- **RECORDS PROVIDED**:
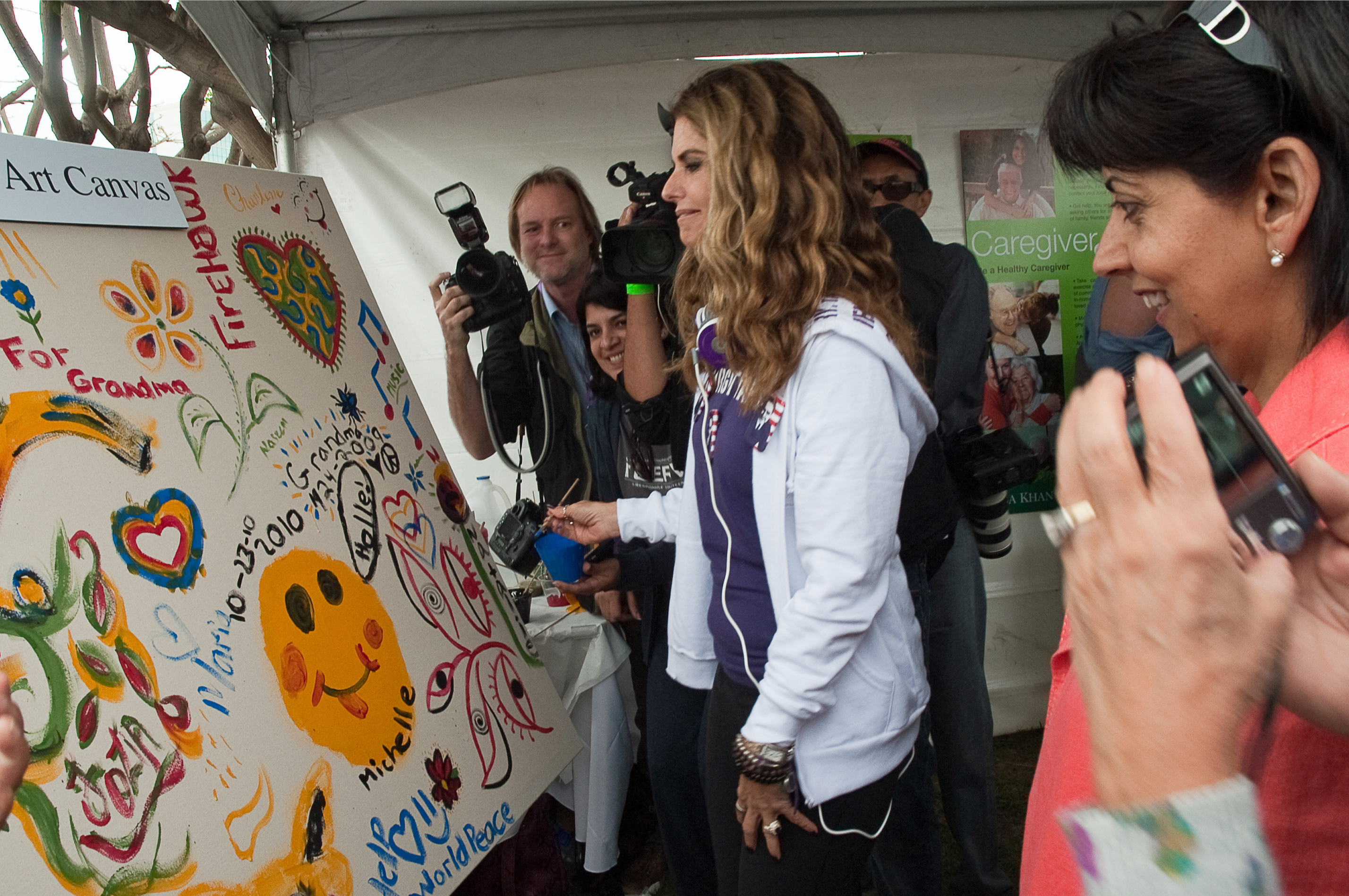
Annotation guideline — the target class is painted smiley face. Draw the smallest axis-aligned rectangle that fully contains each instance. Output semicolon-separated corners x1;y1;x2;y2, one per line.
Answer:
259;548;411;765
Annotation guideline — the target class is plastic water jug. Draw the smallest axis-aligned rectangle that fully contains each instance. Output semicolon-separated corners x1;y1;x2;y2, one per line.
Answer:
464;476;510;537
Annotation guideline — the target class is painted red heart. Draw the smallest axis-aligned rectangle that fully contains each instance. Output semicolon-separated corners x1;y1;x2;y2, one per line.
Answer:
123;517;188;568
112;488;206;591
235;232;342;370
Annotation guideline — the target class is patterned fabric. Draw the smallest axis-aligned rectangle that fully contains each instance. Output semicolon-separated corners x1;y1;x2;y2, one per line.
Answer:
1059;776;1283;896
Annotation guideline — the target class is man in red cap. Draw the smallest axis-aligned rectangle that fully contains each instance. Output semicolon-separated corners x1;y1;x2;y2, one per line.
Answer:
857;137;1013;896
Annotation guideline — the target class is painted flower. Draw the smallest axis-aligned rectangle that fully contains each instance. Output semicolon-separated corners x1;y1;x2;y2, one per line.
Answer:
98;262;202;371
426;748;461;810
0;281;34;312
0;281;46;343
403;457;426;495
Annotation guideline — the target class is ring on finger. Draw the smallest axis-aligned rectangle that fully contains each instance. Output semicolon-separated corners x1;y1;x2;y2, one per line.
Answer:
1040;501;1095;548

- **GIVEN REQUEST**:
Can you lay out everything from the line containing "Annotation guideline — the target class is man" down to the end of the listing as a Markdown table with the columns Row and Content, numbering each line and leaving out blank lines?

- **SOLUTION FOR THIS TASK**:
| Row | Content |
|---|---|
| 1 | Annotation guideline — the target class is man in red cap. Draw the smallest axis-aligned rectangle that fully contains each instance. Output semicolon-separated corners x1;y1;x2;y2, one per line. |
| 2 | Answer: |
| 3 | 857;137;1013;896 |
| 4 | Annotation guideline — the target class is painted flower. Draw the smallest axis-aligned rectangle that fully contains each instance. Output semicolon-separated corners x1;y1;x2;y2, one per line. |
| 5 | Answer: |
| 6 | 98;262;202;371 |
| 7 | 426;748;461;810 |
| 8 | 0;281;34;312 |
| 9 | 0;281;46;343 |
| 10 | 403;457;426;495 |
| 11 | Annotation guideline — the target class is ring on finger. Draw the smallest axis-aligned rectangle that fully contains each instance. Output semicolon-separated corners x1;y1;x2;y2, one per line. |
| 12 | Answer: |
| 13 | 1040;501;1095;548 |